_Directions for this task_:
Please rewrite the stretch of records below from the start through the line containing "[[154, 25], [158, 30]]", requests included, and add 35 to every coordinate in the answers. Give only those lines.

_Data extract_:
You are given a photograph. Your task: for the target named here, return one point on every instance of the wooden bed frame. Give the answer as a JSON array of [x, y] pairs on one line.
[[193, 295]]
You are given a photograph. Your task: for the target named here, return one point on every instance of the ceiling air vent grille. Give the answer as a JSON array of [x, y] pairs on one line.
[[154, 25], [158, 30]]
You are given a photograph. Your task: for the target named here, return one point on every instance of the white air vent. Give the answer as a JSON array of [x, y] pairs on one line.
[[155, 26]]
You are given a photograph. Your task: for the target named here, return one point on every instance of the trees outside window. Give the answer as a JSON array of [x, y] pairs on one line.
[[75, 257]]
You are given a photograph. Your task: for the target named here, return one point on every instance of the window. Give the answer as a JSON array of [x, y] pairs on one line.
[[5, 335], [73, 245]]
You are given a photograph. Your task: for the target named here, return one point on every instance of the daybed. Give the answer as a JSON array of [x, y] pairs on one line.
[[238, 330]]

_Result for this task_:
You are given a photograph. Your task: for the target named here, return one point on every instance of the wooden bed frame. Give the answer as a JSON array of [x, y] pairs on one line.
[[228, 330]]
You are given a photograph. Your task: for the target named here, return one point on every instance of the ceiling air vent grille. Give the answer as a JSON array of [x, y] pairs on one line.
[[189, 60], [193, 65]]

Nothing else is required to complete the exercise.